### Goal of the exercise
Pull out every line in the records below that contains the word "office", and copy each one. Letter case counts.

### Exercise data
______________________________

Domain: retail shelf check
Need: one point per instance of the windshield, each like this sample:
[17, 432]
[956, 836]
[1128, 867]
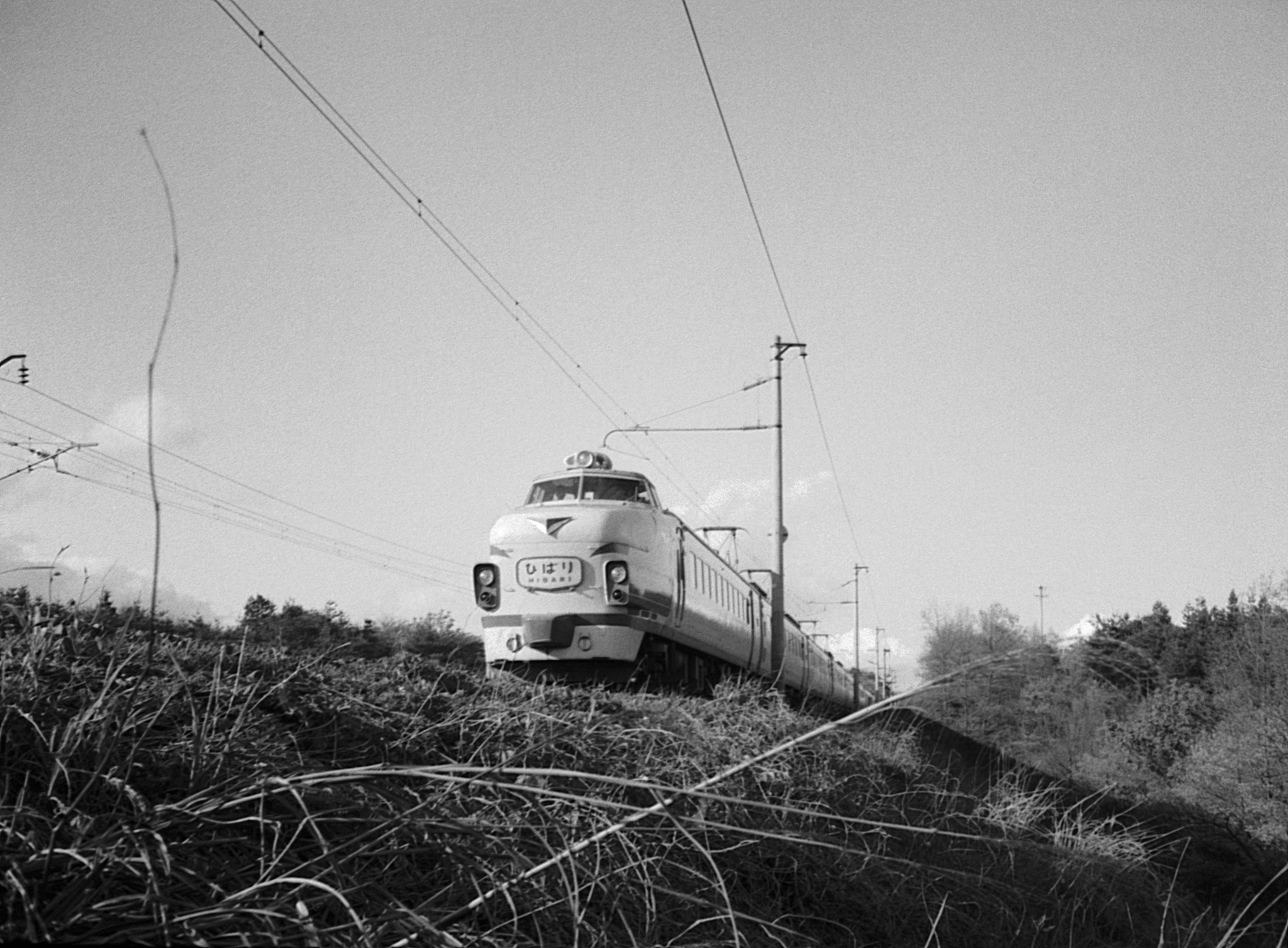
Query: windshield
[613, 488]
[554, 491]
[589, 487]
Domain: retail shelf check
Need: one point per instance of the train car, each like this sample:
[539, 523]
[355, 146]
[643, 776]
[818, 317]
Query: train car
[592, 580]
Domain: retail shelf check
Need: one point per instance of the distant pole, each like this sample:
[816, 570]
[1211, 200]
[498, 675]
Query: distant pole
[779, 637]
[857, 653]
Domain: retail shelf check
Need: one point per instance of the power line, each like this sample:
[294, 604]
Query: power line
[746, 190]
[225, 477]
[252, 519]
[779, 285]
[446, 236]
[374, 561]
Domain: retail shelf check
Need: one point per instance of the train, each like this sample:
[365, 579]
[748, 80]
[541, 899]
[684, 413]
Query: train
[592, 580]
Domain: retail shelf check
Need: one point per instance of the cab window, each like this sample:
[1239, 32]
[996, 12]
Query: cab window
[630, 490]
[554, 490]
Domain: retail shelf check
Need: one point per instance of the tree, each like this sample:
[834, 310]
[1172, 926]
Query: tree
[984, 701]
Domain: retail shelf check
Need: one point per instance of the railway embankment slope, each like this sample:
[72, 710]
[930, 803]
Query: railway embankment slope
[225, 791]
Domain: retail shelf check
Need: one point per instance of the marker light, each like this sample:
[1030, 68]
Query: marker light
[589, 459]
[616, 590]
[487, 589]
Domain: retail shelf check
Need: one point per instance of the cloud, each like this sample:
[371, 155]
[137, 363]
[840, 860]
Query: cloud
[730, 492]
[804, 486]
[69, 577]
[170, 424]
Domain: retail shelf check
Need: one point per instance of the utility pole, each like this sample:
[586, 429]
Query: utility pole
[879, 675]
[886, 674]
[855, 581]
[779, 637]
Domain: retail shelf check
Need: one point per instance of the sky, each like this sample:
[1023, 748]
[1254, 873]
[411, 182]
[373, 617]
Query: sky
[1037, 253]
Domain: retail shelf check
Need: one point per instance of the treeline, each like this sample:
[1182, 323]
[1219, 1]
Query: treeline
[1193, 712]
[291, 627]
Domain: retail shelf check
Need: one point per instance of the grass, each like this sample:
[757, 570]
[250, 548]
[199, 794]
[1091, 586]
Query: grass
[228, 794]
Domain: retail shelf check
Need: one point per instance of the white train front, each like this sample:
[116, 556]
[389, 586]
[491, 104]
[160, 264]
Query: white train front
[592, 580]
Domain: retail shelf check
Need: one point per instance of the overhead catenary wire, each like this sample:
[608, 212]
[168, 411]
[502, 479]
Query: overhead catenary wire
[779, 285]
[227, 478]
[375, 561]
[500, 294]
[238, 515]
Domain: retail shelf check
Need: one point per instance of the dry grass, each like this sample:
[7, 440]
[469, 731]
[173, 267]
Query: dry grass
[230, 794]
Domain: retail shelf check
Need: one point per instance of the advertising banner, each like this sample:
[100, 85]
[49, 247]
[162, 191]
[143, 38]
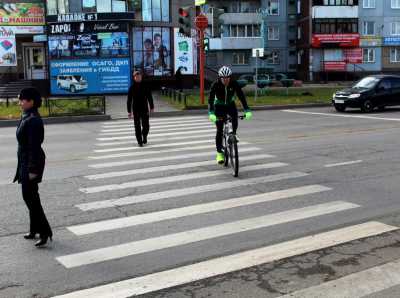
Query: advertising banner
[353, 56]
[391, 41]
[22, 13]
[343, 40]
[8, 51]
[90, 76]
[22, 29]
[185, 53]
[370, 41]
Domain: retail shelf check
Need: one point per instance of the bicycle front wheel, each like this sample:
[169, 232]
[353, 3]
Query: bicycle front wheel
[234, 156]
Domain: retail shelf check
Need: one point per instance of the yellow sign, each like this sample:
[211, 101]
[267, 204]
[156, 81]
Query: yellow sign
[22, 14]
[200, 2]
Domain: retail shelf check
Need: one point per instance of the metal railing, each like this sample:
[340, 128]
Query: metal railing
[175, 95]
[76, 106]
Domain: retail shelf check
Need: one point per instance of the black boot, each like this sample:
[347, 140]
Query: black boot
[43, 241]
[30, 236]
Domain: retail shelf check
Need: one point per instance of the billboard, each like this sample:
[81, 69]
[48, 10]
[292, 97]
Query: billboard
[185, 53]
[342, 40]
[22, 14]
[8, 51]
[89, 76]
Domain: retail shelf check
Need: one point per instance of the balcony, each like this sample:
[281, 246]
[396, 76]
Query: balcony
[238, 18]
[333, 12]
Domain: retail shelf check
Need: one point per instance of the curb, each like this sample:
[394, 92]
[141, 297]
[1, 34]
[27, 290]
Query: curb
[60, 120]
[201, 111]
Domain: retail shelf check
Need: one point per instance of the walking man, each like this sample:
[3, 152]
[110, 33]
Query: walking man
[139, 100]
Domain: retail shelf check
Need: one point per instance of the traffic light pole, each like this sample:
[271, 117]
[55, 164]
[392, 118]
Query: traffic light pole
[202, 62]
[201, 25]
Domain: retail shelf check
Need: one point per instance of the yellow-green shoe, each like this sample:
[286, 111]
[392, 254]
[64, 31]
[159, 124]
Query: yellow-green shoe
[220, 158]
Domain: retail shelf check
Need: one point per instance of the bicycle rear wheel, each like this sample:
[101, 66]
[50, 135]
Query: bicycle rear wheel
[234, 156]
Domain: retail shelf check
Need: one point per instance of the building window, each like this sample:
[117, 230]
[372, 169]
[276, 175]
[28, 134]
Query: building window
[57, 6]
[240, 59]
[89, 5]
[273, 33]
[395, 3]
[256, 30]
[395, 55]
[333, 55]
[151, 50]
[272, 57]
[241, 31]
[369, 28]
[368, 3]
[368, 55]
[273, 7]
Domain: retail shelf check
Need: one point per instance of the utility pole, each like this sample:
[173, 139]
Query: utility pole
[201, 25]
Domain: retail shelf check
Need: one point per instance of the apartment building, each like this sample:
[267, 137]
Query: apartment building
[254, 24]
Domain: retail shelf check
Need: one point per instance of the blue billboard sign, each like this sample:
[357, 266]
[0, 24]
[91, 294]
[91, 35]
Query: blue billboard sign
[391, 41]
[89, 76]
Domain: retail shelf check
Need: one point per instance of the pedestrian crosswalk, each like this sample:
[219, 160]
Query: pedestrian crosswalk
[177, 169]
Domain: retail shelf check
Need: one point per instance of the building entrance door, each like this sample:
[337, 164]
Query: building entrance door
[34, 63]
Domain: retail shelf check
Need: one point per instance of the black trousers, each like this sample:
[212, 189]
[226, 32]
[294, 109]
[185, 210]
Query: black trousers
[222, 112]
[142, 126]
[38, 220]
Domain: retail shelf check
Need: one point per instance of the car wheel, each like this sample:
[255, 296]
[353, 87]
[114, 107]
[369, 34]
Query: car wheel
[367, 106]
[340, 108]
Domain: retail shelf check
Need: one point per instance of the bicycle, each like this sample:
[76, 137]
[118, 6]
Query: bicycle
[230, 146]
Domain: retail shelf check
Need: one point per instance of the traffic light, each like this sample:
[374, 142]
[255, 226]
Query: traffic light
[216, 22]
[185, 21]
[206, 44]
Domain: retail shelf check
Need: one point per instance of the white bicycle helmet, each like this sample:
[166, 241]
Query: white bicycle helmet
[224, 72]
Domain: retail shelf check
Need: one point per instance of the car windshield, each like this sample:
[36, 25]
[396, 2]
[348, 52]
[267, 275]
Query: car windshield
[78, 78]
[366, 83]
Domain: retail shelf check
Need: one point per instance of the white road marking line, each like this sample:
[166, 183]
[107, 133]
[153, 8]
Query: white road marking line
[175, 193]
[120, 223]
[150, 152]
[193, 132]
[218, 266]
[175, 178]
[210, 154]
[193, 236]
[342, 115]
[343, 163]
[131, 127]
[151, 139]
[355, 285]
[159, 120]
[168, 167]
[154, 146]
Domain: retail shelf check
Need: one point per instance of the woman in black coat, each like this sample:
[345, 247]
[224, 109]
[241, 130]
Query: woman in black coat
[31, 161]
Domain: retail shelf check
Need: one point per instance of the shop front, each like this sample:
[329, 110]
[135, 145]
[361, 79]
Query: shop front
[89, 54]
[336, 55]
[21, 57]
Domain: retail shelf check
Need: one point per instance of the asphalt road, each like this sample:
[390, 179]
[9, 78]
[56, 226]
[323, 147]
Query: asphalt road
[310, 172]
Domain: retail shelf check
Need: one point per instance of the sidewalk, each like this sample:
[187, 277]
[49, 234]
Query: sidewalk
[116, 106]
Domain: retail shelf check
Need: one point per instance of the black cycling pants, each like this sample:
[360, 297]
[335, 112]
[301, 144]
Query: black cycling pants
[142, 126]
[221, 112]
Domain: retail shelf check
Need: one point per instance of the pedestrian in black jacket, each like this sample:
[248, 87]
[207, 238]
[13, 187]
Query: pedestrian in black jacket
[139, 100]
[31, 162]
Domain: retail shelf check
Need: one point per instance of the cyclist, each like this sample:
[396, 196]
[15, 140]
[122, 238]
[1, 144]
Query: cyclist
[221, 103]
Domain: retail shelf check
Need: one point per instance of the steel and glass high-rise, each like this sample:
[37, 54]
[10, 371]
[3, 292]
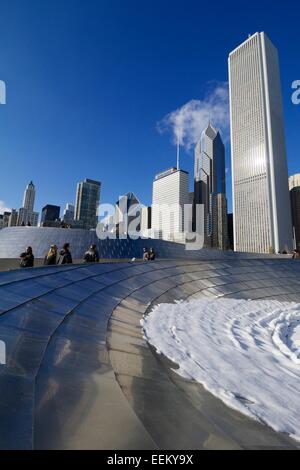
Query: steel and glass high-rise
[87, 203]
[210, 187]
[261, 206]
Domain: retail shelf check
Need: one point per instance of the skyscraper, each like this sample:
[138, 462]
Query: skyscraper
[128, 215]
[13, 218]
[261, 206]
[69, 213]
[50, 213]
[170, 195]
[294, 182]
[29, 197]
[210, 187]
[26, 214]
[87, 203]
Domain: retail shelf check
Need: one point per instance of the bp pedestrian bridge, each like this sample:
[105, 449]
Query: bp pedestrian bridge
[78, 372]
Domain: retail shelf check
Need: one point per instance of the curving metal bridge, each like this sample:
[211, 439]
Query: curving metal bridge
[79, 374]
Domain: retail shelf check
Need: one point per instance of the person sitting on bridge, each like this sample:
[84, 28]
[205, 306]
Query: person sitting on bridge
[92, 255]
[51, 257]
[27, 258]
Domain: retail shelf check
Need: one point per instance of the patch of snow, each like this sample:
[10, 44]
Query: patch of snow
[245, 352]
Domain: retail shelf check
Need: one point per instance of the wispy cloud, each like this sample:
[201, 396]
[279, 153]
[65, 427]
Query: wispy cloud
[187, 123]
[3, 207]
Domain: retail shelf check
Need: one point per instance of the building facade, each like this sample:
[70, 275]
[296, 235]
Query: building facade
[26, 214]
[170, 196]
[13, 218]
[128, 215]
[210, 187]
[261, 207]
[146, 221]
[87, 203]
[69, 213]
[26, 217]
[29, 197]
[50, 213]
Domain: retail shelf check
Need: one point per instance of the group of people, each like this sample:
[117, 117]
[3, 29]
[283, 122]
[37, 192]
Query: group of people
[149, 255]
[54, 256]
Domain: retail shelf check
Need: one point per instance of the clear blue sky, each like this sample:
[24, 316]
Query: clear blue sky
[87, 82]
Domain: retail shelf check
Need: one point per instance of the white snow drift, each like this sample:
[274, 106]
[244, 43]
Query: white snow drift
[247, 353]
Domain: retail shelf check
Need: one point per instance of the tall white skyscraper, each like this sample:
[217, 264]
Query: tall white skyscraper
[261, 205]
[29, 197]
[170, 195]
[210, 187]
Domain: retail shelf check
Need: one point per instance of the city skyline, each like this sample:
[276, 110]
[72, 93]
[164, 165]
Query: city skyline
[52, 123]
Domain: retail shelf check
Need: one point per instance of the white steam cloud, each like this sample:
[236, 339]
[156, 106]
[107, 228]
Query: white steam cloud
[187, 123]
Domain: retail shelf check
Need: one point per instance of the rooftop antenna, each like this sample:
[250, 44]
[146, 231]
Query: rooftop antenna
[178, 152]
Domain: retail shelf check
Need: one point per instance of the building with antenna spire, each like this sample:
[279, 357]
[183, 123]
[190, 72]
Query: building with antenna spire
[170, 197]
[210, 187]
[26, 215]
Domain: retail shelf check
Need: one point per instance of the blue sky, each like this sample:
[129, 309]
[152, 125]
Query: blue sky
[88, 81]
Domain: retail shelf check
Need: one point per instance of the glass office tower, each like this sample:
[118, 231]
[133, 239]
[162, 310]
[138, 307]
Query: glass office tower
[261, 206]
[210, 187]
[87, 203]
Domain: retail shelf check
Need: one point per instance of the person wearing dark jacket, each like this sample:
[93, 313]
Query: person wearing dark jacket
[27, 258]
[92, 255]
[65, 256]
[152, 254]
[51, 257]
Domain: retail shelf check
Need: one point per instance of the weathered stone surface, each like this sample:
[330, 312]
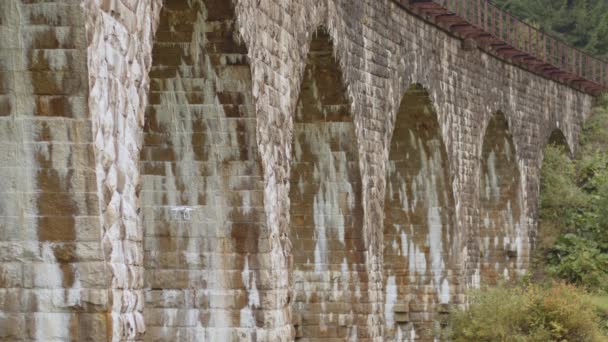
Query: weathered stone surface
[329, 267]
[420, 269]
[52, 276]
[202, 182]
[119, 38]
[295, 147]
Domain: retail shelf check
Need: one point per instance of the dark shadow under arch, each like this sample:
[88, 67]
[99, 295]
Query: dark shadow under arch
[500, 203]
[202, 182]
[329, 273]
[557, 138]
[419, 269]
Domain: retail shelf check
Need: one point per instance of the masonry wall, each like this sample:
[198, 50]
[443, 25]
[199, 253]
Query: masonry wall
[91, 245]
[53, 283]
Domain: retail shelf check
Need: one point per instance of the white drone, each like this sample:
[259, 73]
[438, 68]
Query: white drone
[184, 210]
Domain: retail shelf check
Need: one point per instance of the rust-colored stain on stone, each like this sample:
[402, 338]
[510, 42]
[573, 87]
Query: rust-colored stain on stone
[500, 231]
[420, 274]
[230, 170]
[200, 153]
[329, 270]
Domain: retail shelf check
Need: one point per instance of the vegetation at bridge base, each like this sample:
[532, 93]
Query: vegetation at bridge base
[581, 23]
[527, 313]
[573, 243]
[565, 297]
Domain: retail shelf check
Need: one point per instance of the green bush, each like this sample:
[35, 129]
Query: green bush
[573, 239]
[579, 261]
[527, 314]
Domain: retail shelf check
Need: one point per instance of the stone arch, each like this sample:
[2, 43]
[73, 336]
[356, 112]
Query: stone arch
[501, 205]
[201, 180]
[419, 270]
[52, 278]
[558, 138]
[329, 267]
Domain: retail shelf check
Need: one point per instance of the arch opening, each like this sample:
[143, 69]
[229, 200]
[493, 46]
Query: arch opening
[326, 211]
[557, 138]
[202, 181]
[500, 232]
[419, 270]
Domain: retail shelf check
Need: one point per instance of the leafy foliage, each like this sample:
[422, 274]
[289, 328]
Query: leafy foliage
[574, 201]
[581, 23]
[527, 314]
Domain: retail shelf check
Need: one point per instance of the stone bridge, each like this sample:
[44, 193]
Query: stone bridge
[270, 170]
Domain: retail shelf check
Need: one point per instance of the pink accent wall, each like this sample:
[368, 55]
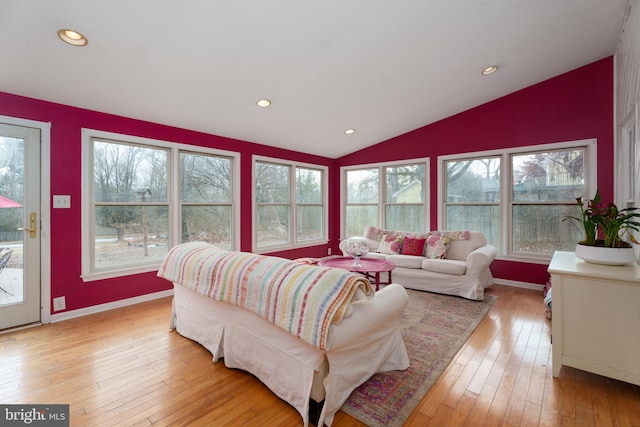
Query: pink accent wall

______________________________

### Exercise solution
Need: one point per instance of the glass office tower, each like this sample:
Query: glass office tower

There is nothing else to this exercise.